- [DO THIS]: Please count the lines in the data below that contain the string "query". Reply with that number only.

= = = = =

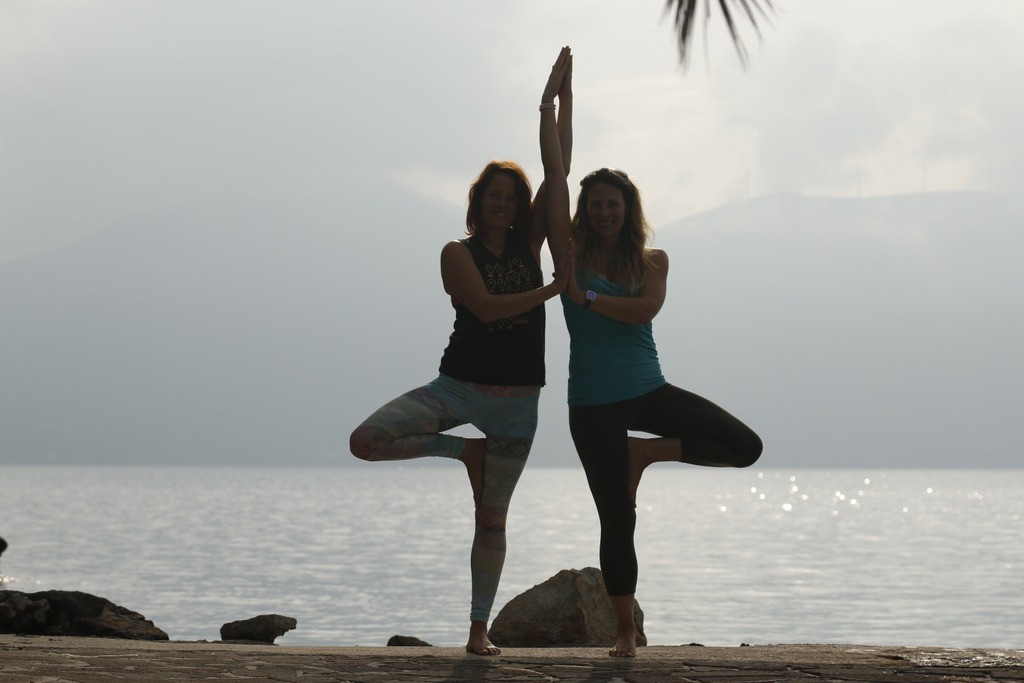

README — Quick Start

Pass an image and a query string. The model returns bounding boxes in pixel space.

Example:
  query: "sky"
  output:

= = = = =

- [FULL OUTPUT]: 2